▶ _THE PROBLEM_:
Turn every line of the material below into a Markdown table with two columns, Row and Line, where Row numbers each line in order and Line holds its text. Leave out blank lines.
--
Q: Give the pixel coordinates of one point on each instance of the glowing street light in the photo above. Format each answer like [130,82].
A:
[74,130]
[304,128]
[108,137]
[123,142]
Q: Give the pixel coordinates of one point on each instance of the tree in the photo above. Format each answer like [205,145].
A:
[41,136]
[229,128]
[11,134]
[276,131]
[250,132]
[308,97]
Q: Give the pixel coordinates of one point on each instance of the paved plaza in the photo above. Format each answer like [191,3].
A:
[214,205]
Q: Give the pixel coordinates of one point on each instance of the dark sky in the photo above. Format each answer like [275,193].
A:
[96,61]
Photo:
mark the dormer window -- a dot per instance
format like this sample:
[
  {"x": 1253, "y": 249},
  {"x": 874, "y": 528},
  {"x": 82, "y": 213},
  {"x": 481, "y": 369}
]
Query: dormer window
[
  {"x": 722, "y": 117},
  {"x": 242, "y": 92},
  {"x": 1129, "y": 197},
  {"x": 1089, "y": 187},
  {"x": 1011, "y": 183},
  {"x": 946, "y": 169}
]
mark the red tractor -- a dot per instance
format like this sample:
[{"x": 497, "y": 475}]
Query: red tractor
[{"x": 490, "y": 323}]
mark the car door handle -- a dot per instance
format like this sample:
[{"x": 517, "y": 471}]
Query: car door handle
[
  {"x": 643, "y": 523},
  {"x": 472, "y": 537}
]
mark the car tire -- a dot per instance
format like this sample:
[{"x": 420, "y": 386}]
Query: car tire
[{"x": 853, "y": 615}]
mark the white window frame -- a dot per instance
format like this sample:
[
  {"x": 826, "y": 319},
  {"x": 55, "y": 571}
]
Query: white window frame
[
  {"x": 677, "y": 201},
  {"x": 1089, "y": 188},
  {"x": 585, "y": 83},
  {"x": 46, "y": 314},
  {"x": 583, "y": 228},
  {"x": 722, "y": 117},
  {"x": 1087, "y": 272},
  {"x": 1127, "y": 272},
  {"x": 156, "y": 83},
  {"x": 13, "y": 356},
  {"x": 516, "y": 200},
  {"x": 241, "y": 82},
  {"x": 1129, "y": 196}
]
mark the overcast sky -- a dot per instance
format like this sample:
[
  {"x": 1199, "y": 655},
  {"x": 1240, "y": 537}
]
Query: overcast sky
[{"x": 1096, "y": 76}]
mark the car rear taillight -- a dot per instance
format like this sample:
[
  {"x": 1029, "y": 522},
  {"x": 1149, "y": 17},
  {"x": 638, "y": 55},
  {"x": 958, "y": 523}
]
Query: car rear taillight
--
▶ _WRITTEN RESPONSE_:
| Row | Line |
|---|---|
| 1 | Q: Give the pixel coordinates of one point on each instance of the glowing street light in the photo above. Format each answer like [130,82]. |
| 2 | A: |
| 3 | [74,130] |
| 4 | [304,128] |
| 5 | [108,137] |
| 6 | [123,142] |
| 7 | Q: Give the pixel coordinates of one point on each instance of the tree in the photo above. Format each answer like [205,145]. |
| 8 | A: |
| 9 | [41,136] |
| 10 | [229,128] |
| 11 | [11,134] |
| 12 | [276,131] |
| 13 | [250,132] |
| 14 | [308,97] |
| 15 | Q: Give the pixel coordinates of one point on each instance of the paved plaza in the photo above. Format each answer like [191,3]. |
| 16 | A: |
| 17 | [214,205] |
| 18 | Q: Give the pixel coordinates of one point on each instance of the dark sky in the photo above. Format each answer like [275,193]. |
| 19 | A: |
| 20 | [96,61] |
| 21 | Photo: |
| 22 | mark the dormer window -- a dot per instance |
| 23 | format like this sample: |
| 24 | [ |
| 25 |   {"x": 1253, "y": 249}, |
| 26 |   {"x": 874, "y": 528}, |
| 27 |   {"x": 82, "y": 213}, |
| 28 |   {"x": 481, "y": 369} |
| 29 | ] |
| 30 | Query: dormer window |
| 31 | [ |
| 32 |   {"x": 722, "y": 117}, |
| 33 |   {"x": 242, "y": 92}, |
| 34 |   {"x": 1129, "y": 197}, |
| 35 |   {"x": 1089, "y": 187}, |
| 36 |   {"x": 1011, "y": 183}, |
| 37 |   {"x": 946, "y": 169} |
| 38 | ] |
| 39 | mark the red tractor -- a dot per instance |
| 40 | format like this sample: |
| 41 | [{"x": 497, "y": 475}] |
| 42 | Query: red tractor |
| 43 | [{"x": 490, "y": 323}] |
| 44 | mark the car door handle -- a dot per instance |
| 45 | format like this sample: |
| 46 | [{"x": 517, "y": 471}] |
| 47 | Query: car door handle |
| 48 | [ |
| 49 |   {"x": 643, "y": 523}, |
| 50 |   {"x": 472, "y": 537} |
| 51 | ] |
| 52 | mark the car tire -- a dot per instance |
| 53 | format like this sample: |
| 54 | [{"x": 420, "y": 386}] |
| 55 | Query: car tire |
| 56 | [{"x": 853, "y": 615}] |
| 57 | mark the white window frame -- a dot per instance |
| 58 | format like this sample: |
| 59 | [ |
| 60 |   {"x": 826, "y": 319}, |
| 61 |   {"x": 55, "y": 571} |
| 62 | ] |
| 63 | Query: white window frame |
| 64 | [ |
| 65 |   {"x": 677, "y": 201}, |
| 66 |   {"x": 1089, "y": 188}, |
| 67 |   {"x": 585, "y": 83}, |
| 68 |   {"x": 46, "y": 314}, |
| 69 |   {"x": 583, "y": 228}, |
| 70 |   {"x": 722, "y": 117}, |
| 71 |   {"x": 1087, "y": 272}, |
| 72 |   {"x": 1127, "y": 272}, |
| 73 |   {"x": 156, "y": 83}, |
| 74 |   {"x": 13, "y": 356}, |
| 75 |   {"x": 516, "y": 200}, |
| 76 |   {"x": 241, "y": 82}, |
| 77 |   {"x": 1129, "y": 196} |
| 78 | ] |
| 79 | mark the overcast sky -- a dot per instance |
| 80 | format like this sample: |
| 81 | [ |
| 82 |   {"x": 1199, "y": 655}, |
| 83 |   {"x": 1240, "y": 537} |
| 84 | ] |
| 85 | Query: overcast sky |
| 86 | [{"x": 1096, "y": 76}] |
| 87 | mark the car rear taillight -- a dot per instance |
| 88 | format like this sample: |
| 89 | [ |
| 90 |   {"x": 1029, "y": 522}, |
| 91 |   {"x": 1149, "y": 17}, |
| 92 |   {"x": 638, "y": 55}, |
| 93 |   {"x": 958, "y": 523} |
| 94 | ] |
| 95 | Query: car rear taillight |